What this task involves >>
From the listing below, output the lines between the one with "Tag one point on each instance of the dark shadow" and the one with "Tag one point on each instance of the cloudy", including those two, and nothing else. Pictures are not copied.

═══ Data provided ═══

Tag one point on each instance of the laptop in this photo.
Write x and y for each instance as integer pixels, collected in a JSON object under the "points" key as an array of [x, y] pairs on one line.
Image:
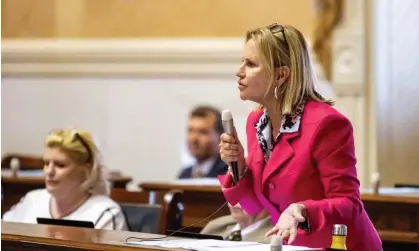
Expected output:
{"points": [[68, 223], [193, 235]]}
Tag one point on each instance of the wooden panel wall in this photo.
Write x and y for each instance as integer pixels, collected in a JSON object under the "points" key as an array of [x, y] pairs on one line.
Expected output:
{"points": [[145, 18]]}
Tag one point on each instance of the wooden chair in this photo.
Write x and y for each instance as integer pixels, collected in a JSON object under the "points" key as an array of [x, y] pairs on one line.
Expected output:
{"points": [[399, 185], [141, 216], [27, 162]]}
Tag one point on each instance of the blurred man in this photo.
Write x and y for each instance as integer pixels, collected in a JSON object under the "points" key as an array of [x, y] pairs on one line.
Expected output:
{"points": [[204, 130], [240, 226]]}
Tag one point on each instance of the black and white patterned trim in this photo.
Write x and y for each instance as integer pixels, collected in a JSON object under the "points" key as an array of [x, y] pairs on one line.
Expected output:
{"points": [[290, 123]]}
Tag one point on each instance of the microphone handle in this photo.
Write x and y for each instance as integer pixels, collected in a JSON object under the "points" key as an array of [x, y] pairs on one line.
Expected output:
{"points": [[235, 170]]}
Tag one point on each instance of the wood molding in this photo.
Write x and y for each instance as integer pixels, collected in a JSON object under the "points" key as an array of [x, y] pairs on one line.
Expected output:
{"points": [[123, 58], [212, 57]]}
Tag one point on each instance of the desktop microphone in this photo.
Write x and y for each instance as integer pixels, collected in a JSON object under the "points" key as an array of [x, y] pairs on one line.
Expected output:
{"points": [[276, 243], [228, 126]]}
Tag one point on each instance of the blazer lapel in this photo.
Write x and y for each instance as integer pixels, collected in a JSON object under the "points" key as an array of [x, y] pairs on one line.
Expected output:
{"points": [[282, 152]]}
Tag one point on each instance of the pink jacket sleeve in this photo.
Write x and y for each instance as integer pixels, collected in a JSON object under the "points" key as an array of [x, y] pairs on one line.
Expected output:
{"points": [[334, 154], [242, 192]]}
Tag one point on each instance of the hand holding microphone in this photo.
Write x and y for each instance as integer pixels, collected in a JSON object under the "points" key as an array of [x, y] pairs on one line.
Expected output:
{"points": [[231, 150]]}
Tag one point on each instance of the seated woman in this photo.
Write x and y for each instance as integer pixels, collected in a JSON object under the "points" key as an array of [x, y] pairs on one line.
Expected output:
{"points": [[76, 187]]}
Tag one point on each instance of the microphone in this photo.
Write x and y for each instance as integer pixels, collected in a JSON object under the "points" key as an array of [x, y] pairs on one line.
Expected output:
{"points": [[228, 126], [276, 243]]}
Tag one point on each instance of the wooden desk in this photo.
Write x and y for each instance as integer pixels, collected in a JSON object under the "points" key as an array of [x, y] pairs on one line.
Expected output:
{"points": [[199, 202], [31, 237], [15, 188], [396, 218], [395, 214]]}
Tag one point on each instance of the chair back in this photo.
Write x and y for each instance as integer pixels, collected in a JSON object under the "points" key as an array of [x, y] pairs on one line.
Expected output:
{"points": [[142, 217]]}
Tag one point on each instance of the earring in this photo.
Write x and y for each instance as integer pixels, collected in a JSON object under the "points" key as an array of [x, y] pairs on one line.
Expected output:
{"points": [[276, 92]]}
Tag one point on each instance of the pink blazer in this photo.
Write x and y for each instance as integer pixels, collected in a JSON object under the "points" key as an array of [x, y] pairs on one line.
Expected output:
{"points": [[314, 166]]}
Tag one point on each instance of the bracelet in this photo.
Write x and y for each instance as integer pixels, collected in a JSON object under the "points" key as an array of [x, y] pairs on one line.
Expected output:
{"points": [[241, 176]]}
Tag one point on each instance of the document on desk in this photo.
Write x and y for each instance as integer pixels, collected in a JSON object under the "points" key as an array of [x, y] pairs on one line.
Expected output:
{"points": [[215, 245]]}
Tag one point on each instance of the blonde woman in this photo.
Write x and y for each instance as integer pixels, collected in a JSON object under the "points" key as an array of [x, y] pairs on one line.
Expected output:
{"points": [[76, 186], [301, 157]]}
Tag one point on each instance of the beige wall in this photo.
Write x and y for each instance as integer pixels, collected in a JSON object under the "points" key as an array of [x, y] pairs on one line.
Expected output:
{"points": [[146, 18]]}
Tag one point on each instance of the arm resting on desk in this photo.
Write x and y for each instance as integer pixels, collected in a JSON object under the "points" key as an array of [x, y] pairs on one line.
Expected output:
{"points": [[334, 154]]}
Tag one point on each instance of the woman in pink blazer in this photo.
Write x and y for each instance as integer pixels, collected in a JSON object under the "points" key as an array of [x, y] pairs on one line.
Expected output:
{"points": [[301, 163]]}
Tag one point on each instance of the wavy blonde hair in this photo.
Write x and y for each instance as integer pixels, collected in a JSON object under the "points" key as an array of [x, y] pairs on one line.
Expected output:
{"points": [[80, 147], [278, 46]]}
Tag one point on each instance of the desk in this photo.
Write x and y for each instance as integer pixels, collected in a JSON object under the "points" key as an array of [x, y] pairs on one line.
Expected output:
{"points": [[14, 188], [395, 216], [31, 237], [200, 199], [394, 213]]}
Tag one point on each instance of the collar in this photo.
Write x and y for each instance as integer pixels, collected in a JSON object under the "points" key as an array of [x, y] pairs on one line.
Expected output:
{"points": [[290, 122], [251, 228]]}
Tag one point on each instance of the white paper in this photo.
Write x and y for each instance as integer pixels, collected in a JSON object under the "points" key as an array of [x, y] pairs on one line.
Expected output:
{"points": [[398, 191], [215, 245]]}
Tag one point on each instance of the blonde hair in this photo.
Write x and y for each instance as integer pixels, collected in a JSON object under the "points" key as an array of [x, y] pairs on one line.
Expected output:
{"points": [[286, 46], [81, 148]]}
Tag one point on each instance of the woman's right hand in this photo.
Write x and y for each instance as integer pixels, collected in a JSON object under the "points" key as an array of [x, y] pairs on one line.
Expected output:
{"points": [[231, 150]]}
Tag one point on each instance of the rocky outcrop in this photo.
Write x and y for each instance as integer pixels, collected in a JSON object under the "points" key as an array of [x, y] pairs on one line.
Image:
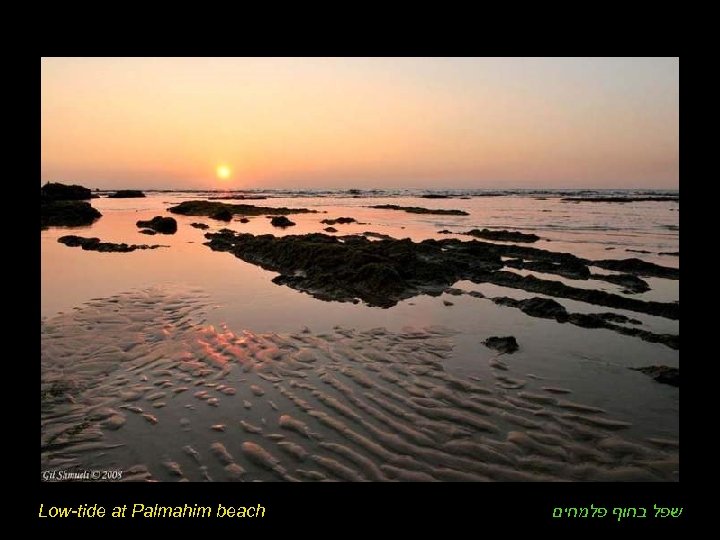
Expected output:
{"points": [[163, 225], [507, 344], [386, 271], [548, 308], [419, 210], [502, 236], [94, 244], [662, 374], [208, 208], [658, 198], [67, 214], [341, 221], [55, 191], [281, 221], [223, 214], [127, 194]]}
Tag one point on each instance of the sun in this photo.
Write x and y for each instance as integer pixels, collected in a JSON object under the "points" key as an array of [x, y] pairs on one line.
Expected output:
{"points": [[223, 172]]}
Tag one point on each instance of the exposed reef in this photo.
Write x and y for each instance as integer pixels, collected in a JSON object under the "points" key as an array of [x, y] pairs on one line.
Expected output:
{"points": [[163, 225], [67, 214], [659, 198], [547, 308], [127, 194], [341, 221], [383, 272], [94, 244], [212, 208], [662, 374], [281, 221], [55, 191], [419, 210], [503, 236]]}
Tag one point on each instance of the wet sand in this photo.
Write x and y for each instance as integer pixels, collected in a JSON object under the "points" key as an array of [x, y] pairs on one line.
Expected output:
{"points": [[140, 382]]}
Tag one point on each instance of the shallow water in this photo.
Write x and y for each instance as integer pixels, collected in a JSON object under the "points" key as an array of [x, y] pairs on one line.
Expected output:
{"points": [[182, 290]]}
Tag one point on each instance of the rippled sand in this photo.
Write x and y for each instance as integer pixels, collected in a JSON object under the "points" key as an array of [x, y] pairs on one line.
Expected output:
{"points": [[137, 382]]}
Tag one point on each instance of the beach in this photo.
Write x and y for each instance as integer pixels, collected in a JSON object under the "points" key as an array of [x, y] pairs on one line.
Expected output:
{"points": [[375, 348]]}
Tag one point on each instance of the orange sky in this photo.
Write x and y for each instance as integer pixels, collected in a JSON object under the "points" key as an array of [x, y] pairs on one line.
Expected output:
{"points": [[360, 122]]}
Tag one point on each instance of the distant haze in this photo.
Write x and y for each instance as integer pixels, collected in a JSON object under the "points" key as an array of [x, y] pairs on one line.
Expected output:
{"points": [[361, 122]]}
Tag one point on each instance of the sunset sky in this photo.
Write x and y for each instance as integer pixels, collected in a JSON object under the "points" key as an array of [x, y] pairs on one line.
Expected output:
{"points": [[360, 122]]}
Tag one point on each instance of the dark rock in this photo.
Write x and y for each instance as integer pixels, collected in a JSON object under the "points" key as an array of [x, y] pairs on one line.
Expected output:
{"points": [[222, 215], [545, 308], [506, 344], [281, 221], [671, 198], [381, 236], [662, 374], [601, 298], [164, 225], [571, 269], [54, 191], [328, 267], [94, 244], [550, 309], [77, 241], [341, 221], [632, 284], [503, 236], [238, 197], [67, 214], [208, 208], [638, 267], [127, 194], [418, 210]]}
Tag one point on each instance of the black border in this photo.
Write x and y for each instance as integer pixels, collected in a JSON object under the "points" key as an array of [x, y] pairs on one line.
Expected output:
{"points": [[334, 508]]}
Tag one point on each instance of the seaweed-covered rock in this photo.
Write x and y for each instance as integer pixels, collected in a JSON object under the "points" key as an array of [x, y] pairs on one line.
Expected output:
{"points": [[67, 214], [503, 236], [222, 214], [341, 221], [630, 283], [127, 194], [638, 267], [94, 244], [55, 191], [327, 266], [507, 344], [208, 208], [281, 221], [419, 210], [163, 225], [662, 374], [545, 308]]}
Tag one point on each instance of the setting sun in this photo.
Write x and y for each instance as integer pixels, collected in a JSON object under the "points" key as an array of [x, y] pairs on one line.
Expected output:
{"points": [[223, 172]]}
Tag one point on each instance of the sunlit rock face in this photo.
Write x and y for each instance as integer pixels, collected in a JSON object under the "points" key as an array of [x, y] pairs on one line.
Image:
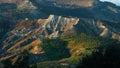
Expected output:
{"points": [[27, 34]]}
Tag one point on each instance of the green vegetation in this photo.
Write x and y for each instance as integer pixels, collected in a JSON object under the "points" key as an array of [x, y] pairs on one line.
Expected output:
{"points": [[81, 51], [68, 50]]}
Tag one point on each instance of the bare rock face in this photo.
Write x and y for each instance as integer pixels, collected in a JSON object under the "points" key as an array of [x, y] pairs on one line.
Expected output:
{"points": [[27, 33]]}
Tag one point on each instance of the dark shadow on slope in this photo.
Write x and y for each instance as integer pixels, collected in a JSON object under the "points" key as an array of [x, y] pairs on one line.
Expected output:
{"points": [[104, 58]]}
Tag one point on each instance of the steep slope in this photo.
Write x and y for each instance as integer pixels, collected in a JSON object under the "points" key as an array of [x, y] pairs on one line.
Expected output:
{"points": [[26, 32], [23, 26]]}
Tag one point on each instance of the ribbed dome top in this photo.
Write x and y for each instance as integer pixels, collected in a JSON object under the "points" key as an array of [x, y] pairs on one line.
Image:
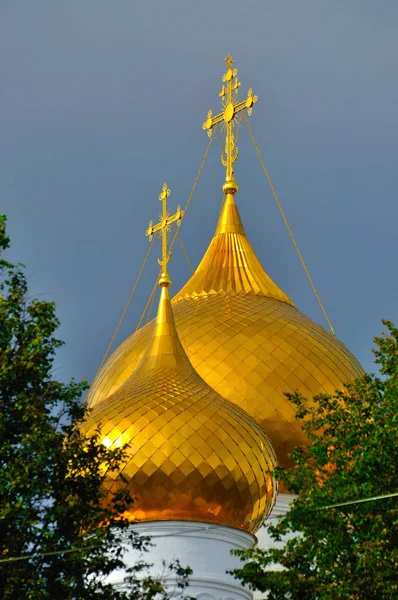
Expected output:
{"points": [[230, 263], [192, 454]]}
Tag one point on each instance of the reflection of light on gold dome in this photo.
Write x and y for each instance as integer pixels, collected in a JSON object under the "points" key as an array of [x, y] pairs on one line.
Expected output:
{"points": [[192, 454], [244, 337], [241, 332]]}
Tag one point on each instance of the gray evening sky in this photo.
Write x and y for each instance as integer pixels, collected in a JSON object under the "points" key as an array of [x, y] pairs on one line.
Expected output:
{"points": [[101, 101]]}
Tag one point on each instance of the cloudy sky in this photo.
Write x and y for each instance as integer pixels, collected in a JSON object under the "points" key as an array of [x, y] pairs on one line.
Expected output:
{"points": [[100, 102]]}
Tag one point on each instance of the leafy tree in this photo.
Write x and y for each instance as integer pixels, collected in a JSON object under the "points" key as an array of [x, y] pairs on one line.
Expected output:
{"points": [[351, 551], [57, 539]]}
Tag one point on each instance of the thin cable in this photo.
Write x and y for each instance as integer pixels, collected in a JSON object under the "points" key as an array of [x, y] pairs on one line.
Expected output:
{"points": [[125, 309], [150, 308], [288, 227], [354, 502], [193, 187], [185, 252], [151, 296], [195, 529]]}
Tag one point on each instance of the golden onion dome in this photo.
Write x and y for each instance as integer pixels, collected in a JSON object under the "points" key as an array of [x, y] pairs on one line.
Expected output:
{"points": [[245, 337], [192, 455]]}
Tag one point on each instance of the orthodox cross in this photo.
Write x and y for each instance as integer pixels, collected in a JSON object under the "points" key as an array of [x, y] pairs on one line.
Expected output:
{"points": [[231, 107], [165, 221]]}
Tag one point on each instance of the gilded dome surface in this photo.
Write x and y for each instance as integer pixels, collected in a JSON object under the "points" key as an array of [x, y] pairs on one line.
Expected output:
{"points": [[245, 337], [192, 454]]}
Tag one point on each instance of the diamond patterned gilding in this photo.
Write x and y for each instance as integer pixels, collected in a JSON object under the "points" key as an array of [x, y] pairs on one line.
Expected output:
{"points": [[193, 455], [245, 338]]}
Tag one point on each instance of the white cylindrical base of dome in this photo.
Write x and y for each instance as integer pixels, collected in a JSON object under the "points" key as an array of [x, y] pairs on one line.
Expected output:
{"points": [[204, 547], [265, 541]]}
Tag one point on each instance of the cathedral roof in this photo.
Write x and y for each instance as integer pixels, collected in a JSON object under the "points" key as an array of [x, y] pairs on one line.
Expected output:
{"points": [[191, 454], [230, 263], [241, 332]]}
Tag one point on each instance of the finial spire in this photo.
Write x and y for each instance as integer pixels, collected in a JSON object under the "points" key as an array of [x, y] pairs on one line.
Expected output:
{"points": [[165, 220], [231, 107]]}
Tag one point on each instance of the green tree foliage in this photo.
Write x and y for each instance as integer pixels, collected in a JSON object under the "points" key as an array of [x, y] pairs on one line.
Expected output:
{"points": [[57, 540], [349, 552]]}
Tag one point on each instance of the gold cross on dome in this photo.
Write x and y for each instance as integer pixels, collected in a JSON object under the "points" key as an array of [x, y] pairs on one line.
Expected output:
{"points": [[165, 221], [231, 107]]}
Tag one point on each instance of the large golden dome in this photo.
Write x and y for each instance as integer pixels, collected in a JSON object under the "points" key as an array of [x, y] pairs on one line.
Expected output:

═══

Solution for this exercise >>
Tag one point on each instance of the dark shadow on slope in this photo.
Write x and y for each instance as integer pixels, collected in a JSON object under the "points" key as an array of [x, y] pairs on one line.
Expected output:
{"points": [[104, 58]]}
Tag one point on each instance of the steep slope in this photo.
Write x and y for each instance as integer pixels, collected in a JSON object under the "points" key as an array of [x, y] pairs on one line.
Expected output:
{"points": [[26, 32], [23, 26]]}
Tag one point on each instance of the ribbed dome top in this photo.
Write x and y for each instance as integer pixels, collected in a JSON object under the "points" key as an array of [x, y] pairs on one line.
Image:
Expected output:
{"points": [[230, 263], [192, 454]]}
Tag one point on each instance of the reflection of light on gold dome in this photo.
Write x and y for each instance as integer pixels, collected in a JSON object under the "points" key as an array of [x, y] pairs on one line.
Expected output:
{"points": [[192, 454], [244, 337], [241, 332]]}
Tag one point on each instance of the gray evening sky in this photo.
Write x and y for each instance as integer pixels, collected in a JSON object under the "points" key as an array of [x, y] pairs on one line.
Expected output:
{"points": [[101, 101]]}
Tag one point on each instance of the cloudy sky in this photo.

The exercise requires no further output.